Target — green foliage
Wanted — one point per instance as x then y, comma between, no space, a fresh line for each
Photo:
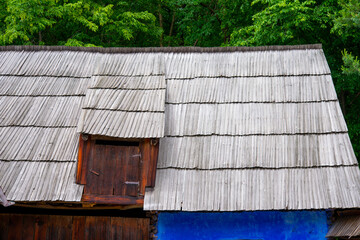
284,22
75,23
347,20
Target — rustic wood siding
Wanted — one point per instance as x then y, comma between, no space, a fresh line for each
39,227
116,172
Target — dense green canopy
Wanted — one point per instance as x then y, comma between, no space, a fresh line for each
207,23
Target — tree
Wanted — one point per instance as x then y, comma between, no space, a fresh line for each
76,23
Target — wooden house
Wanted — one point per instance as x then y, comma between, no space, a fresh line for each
173,143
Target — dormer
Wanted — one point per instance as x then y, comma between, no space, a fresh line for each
121,123
116,171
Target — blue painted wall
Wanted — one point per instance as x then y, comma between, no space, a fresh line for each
243,225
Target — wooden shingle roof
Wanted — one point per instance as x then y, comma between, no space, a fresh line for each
240,128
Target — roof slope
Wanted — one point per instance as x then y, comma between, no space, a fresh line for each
41,94
241,128
258,130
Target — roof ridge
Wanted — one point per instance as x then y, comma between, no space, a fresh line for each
160,49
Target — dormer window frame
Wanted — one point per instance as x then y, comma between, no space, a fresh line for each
148,154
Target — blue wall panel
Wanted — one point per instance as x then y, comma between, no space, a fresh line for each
243,225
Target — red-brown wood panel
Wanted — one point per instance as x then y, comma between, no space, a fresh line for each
41,226
28,227
120,169
21,226
59,227
4,226
15,227
132,180
79,228
113,168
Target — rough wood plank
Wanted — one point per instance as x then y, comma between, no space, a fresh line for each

YOUR TASK =
Reproduce all lines above exactly. Leave the images out.

ANSWER =
Target — green foliage
Wanted — one point per instance as x then y, comma between, no space, a fresh line for each
Photo:
284,22
75,23
347,20
Target — rustic wood siding
Wanted — one point per instance as x then y, comma between, no space, a fresh line for each
39,227
116,172
Target — dense green canopy
Wanted — one point per instance as x then y, comma between, no space, a fresh line for each
207,23
Target — tree
Wanted — one point per instance as x then y, comma between, no space, a fresh line for each
76,23
Target — wooden house
Wanted — one point per instance as x then y, comma between, no space, a fresh line for each
173,143
Target — dormer
Wanted — one point per instance as x then y, comma between, no space, a fresh line for each
121,123
116,171
Target — blue painted wall
Wanted — one point per instance as x then y, comma between, no space, a fresh line for each
243,225
Target — wooden shingle roof
Wanted — one point per instance as x then y, comma between, no space, a fresh line for each
240,128
Target — roof slope
Wanted — one point per instance as x then y, comma between, no space, a fresh line for each
41,94
241,128
258,130
Target — roof ridge
Wanted — one point per instance as x then y, comma between, no space, a fresh line for each
160,49
Target — dormer window frame
Wanted — one point per instance as x then y, comma between, no space, a fresh line for each
148,154
Target — blue wall panel
Wanted — one point per instance as x then y, comma between, no space, a fresh line for each
243,225
Target — red-brown wood panel
Wanted — one point per instance as x then y, comma between, no space, a fresh line for each
41,226
28,227
120,169
21,226
59,227
4,226
15,227
132,180
79,228
113,168
Target — rough wood plank
Wanted — one point per instance as x then y, comma between, no space, a fresh line for each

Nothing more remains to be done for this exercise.